Questions:
A – Quote the Out of the Shadows review word for word, from "The Turtle Van?  Check!" up to and including "does it’s job.".
B – According to the Out of the Shadows review, Krang wants to open a portal from which dimension?
C – Carry on the Out of the Shadows review from the point where it stops.

Provided text:
[Start of section]
Review – Teenage Mutant Ninja Turtles: Out of the Shadows

So, the first Michael Bay Teenage Mutant Ninja Turtles live action movie kind of got a lot of flack.  To be fair, though, it’s not actually directed by Michael Bay, it’s just produced, so it’s not as awful of a live action remake as The Transformers movies are, it was however quite a departure from what people think of when they think Ninja Turtles.

The second film in this series is Teenage Mutant Ninja Turtles: Out of the Shadows, and it seems to be the answer to what a lot of people wanted and expected from the first movie.  Where TMNT is an updated modern take on the basic Turtles vs The Foot idea, Out of the Shadows is a very blatant tribute and Nostalgia fest for the original 80s TMNT cartoon show.   It actually kind of feels a little sad with just how blatant of a tribute it is.

Rocksteady and Bebop? Check!

The Turtle Van?  Check!

Krang? Check!

Baxter Stockman?  Check!

The Technodrom?  Check!

Also, unlike a lot of remakes and updates, things stay fairly true to the original, or at least, much more aligned with the spirit of the original.  Rocksteady and Bebop for example, are pretty unmistakable.  Krang is a little weird but still very much is obviously Krang with his goofy robot body.  Baxter Stockman follows the original comic and modern show versions of being African American instead of a goofy white guy with orange hair, but he’s still a goofy scientist.

This movie very much feels like a response to the “This isn’t the Turtles I remember” complaints of the first TMNT film.

Honestly, I kind of feels like it makes the film better.  I didn’t hate the original TMNT, but the nostalgia level of Out of the Shadows definitely does it’s job.

The biggest fault of this film is the some what flimsy plot.  It’s not awful, but there’s quite a few “what” moments, one of them is a pretty crucial hinge to everything.  Early on in the film, The Shredder is rescued by The Foot, amidst the rescue, he is suddenly kidnapped by Krang, who wants to recruit The Shredder to gather several McGuffin devices in order to open a portal from Dimension X so Krang can take over The Earth.  Very Classic 80s Cartoon to be sure.  It’s just very, sudden, however with zero build up.  It’s just suddenly “Hey, giant brain man, let’s work together”.  It kind of feels like it could have been massaged a little bit on the flow.
[End of section]
Extracted records:
[Start of section]
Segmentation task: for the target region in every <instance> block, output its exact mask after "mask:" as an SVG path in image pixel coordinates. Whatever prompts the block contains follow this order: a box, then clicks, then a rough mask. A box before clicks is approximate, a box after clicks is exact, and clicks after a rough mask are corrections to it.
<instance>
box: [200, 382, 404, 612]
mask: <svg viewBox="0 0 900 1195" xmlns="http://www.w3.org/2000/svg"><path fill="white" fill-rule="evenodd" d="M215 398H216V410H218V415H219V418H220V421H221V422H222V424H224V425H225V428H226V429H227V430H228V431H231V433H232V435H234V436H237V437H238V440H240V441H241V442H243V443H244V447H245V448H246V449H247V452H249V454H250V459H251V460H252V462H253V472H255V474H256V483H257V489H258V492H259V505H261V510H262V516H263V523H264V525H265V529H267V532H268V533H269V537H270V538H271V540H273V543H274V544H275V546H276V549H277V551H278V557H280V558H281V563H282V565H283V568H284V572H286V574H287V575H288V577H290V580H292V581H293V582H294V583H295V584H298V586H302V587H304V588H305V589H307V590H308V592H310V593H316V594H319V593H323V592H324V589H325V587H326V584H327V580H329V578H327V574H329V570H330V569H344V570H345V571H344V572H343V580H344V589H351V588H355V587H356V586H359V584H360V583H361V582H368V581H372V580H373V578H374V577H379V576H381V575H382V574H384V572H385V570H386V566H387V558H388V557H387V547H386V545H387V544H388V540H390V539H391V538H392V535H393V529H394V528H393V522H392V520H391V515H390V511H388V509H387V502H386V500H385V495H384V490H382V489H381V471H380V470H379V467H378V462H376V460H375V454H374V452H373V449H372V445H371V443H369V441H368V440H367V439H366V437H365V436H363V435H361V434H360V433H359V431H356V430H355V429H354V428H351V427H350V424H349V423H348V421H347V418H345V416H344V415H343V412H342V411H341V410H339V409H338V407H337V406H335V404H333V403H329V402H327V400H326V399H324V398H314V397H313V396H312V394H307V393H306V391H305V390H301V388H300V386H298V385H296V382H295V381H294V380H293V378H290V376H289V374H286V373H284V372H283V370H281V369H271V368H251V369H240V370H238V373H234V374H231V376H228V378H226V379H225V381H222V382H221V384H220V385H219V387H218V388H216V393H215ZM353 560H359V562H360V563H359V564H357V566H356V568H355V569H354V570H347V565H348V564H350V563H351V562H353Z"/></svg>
[End of section]
[Start of section]
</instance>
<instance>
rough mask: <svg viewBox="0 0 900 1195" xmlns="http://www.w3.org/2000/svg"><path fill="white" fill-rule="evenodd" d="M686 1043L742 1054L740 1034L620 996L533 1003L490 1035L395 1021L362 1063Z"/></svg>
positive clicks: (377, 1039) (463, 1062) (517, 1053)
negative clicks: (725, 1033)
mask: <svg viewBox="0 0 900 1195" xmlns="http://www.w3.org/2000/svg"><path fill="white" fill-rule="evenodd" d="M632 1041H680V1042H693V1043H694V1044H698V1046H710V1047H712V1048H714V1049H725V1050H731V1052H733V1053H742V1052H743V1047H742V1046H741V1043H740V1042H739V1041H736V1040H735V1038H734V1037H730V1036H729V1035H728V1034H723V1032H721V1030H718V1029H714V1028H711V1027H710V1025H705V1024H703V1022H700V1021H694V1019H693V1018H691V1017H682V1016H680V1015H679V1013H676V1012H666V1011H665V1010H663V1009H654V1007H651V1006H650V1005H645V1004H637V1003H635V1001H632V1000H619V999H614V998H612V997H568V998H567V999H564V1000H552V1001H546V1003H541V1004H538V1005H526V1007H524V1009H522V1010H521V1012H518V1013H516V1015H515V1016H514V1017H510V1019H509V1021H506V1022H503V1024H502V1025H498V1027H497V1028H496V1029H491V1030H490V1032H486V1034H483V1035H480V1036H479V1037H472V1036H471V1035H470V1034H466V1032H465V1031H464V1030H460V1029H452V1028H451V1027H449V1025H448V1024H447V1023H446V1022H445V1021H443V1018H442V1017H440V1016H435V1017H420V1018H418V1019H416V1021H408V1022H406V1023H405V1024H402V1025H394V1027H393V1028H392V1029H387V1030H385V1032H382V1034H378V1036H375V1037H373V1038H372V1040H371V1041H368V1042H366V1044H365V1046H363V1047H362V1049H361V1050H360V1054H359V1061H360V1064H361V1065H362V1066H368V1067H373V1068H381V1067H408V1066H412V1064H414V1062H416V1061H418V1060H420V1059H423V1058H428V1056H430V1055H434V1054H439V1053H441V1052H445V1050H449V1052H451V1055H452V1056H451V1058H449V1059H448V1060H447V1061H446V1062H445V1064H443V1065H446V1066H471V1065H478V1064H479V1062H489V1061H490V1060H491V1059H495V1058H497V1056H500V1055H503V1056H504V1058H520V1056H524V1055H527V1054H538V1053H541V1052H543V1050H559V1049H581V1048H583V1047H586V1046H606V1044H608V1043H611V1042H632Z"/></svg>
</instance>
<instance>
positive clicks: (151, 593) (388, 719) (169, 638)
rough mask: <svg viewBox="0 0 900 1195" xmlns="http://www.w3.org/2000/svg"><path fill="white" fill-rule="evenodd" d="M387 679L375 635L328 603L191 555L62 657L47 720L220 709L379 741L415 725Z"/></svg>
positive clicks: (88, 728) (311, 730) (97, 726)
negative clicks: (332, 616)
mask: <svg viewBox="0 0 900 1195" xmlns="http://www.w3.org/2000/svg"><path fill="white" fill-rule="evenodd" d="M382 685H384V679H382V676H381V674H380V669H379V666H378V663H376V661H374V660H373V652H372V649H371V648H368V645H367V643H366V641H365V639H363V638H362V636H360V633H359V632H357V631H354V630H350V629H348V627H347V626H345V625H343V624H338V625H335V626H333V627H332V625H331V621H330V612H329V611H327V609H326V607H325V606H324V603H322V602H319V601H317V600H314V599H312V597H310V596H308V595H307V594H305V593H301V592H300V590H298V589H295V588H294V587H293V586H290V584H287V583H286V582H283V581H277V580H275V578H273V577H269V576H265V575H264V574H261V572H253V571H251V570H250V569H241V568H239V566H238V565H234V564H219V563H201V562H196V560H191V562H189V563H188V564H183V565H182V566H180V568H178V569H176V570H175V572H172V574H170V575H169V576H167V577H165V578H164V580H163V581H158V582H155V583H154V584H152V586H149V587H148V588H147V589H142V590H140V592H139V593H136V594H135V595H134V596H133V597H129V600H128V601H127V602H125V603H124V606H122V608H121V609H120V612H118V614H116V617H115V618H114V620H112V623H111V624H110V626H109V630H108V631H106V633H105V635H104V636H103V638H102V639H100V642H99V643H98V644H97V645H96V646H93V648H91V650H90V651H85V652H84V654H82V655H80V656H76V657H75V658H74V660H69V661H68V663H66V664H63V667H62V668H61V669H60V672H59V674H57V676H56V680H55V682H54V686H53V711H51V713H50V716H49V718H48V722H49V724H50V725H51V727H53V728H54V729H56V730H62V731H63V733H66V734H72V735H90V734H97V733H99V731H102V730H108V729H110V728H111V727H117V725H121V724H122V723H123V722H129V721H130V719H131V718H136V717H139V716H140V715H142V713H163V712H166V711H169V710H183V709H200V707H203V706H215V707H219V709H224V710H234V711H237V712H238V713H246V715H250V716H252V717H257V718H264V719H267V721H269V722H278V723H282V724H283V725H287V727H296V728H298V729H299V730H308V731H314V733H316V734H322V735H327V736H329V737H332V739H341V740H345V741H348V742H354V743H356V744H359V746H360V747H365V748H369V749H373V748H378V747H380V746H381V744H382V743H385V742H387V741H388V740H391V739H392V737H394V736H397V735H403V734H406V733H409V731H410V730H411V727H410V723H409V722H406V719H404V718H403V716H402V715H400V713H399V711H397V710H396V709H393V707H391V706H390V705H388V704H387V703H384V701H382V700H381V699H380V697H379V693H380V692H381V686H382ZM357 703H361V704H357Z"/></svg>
[End of section]
Written answers:
A –
The Turtle Van?  Check!

Krang? Check!

Baxter Stockman?  Check!

The Technodrom?  Check!

Also, unlike a lot of remakes and updates, things stay fairly true to the original, or at least, much more aligned with the spirit of the original.  Rocksteady and Bebop for example, are pretty unmistakable.  Krang is a little weird but still very much is obviously Krang with his goofy robot body.  Baxter Stockman follows the original comic and modern show versions of being African American instead of a goofy white guy with orange hair, but he’s still a goofy scientist.

This movie very much feels like a response to the “This isn’t the Turtles I remember” complaints of the first TMNT film.

Honestly, I kind of feels like it makes the film better.  I didn’t hate the original TMNT, but the nostalgia level of Out of the Shadows definitely does it’s job.

B – Dimension X

C –
There’s also a subplot involving Casey Jones tracking down Rocksteady and Bebop which feels pretty superfluous to the everything.  It seems to exist entirely so create an excuse to throw Casey Jones into the movie.  He basically fills the role of Vernon from the first TMNT, someone for April O’Neal to pal around with when she isn’t hanging out with the turtles.

There’s also an ooze subplot that goes nowhere after Rocksteady and Bebop become a thing.  That is, it’s there to mutate Rocksteady and Bebop, which is fine, but then it lingers around a bit until the end where a choice is made, one that never really felt like it had any appropriate build up to actually give it any meaningful impact.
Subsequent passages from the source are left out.